> **Source excerpt**
((

Re: video(4) multiple opens

2021-02-13 Thread Marcus Glocker
On Sat, Feb 13, 2021 at 10:45:17AM +0100, Claudio Jeker wrote:

> On Sat, Feb 13, 2021 at 10:26:48AM +0100, Marcus Glocker wrote:
> > On Sat, Feb 13, 2021 at 08:30:04AM +0100, Claudio Jeker wrote:
> > 
> > > On Fri, Feb 12, 2021 at 10:59:05PM +0100, Jeremie Courreges-Anglas wrote:
> > > > On Wed, Feb 10 2021, Martin Pieuchot  wrote:
> > > > 
> > > > [...]
> > > > 
> > > > > Which fields is the new lock protecting?  Why isn't the KERNEL_LOCK()
> > > > > enough?
> > > > 
> > > > When I mentioned this potential lack of locking to Marcus, I was
> > > > mistaken.  Some of the functions in video.c are called from syscalls
> > > > that are marked NOLOCK.  But now that I have added some printf
> > > > debugging, I can see that the kernel lock is held in places where
> > > > I didn't expect it to be held (videoioctl, videoread, videoclose...).
> > > > So there's probably a layer of locking that I am missing.
> > > > 
> > > > Marcus, sorry for my misleading diff. O:)
> > > > 
> > > > *crawls back under his rock*
> > > 
> > > Just because a syscall is marked NOLOCK does not mean that all of it will
> > > run without the KERNEL_LOCK. For example read and write are marked NOLOCK
> > > but the KERNEL_LOCK is grabbed later for all non-socket filedescriptors.

))

> **Short problem 1**
Copy the entire mailing list thread about video(4) locking word for word.
> **Short problem 2**
Return each line of the records that contains the word "horse".
The mailing list thread and the records are unrelated pieces of material.

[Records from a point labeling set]
((

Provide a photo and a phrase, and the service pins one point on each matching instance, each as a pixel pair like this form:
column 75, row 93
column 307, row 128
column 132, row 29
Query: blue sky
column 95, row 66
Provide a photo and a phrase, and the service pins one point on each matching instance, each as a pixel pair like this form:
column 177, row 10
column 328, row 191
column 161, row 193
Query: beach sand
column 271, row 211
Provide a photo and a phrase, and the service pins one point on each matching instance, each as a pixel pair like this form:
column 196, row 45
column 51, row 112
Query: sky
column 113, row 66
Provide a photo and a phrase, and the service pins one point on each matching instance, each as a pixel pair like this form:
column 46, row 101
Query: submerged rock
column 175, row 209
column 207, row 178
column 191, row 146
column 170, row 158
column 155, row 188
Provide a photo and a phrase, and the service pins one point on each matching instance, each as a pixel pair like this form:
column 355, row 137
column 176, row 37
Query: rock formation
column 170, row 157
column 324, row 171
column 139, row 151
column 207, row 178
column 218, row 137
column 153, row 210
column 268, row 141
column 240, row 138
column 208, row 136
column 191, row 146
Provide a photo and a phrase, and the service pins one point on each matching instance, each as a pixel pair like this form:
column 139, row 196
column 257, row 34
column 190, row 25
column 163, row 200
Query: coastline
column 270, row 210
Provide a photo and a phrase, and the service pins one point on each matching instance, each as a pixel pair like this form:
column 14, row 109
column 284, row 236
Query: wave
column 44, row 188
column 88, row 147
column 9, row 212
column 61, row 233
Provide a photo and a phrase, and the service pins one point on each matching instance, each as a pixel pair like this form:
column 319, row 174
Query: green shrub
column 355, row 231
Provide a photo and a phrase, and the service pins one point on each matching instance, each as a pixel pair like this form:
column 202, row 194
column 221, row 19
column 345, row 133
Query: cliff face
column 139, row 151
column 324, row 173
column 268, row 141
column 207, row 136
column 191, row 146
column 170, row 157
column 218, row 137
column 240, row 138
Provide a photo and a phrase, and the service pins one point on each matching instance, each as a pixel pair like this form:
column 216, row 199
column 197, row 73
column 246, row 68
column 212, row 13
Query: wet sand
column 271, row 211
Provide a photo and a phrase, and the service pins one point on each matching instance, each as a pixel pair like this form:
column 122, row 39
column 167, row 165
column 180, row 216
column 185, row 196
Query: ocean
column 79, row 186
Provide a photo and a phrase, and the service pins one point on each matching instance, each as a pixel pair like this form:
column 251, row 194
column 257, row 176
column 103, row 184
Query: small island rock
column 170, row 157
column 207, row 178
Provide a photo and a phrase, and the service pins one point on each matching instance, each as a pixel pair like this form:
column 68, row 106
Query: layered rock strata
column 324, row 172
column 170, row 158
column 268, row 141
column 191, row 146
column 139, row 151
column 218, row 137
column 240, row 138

))
((

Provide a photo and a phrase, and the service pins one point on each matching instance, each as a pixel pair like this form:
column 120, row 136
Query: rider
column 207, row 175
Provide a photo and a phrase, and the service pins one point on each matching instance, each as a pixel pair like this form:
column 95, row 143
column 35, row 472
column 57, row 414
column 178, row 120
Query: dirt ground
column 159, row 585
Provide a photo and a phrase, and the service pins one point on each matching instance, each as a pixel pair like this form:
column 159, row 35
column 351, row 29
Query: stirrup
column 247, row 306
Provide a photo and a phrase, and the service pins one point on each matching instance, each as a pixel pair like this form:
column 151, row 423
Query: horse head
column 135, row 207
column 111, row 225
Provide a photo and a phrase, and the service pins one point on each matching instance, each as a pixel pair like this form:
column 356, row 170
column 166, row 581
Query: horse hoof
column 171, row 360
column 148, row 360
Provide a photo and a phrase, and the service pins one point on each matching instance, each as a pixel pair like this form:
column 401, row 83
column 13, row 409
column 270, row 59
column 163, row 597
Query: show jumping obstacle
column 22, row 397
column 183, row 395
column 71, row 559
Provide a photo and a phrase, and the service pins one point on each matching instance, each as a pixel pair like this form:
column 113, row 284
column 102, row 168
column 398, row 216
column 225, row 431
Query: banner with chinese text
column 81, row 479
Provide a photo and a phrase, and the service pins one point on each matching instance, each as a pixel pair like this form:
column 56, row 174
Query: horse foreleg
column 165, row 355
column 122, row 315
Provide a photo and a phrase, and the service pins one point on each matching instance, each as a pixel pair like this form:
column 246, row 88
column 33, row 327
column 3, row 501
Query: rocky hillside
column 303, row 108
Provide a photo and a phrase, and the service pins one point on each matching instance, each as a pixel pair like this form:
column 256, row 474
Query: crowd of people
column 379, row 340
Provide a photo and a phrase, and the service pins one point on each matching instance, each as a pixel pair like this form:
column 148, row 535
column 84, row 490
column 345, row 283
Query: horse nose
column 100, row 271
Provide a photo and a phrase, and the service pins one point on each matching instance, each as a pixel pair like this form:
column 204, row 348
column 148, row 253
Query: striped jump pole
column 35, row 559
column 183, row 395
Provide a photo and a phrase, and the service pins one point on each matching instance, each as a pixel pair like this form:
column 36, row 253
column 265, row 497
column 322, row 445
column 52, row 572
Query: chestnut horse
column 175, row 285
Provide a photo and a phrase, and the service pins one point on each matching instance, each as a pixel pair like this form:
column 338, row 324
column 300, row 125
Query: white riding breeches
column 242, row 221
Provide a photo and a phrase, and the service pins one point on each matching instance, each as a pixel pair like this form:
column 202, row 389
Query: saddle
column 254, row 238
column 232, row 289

))

> **Correct output 1**
Re: video(4) multiple opens

2021-02-13 Thread Marcus Glocker
On Sat, Feb 13, 2021 at 10:45:17AM +0100, Claudio Jeker wrote:

> On Sat, Feb 13, 2021 at 10:26:48AM +0100, Marcus Glocker wrote:
> > On Sat, Feb 13, 2021 at 08:30:04AM +0100, Claudio Jeker wrote:
> > 
> > > On Fri, Feb 12, 2021 at 10:59:05PM +0100, Jeremie Courreges-Anglas wrote:
> > > > On Wed, Feb 10 2021, Martin Pieuchot  wrote:
> > > > 
> > > > [...]
> > > > 
> > > > > Which fields is the new lock protecting?  Why isn't the KERNEL_LOCK()
> > > > > enough?
> > > > 
> > > > When I mentioned this potential lack of locking to Marcus, I was
> > > > mistaken.  Some of the functions in video.c are called from syscalls
> > > > that are marked NOLOCK.  But now that I have added some printf
> > > > debugging, I can see that the kernel lock is held in places where
> > > > I didn't expect it to be held (videoioctl, videoread, videoclose...).
> > > > So there's probably a layer of locking that I am missing.
> > > > 
> > > > Marcus, sorry for my misleading diff. O:)
> > > > 
> > > > *crawls back under his rock*
> > > 
> > > Just because a syscall is marked NOLOCK does not mean that all of it will
> > > run without the KERNEL_LOCK. For example read and write are marked NOLOCK
> > > but the KERNEL_LOCK is grabbed later for all non-socket filedescriptors.

> **Correct output 2**
Query: horse head
Query: horse hoof
Query: horse foreleg
Query: horse nose
Query: chestnut horse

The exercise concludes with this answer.